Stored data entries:
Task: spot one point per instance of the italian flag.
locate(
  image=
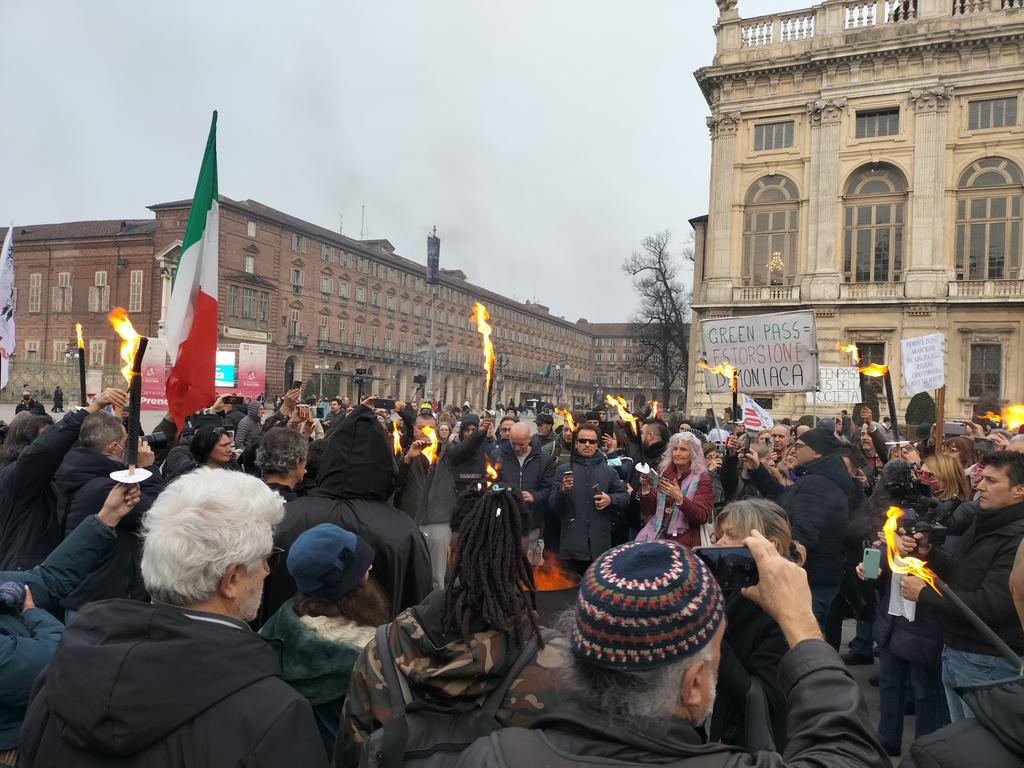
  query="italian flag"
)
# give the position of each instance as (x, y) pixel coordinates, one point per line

**Requirement**:
The word "point" may occur in lines of the data above; say how many lines hold it, giving only the number.

**Task response**:
2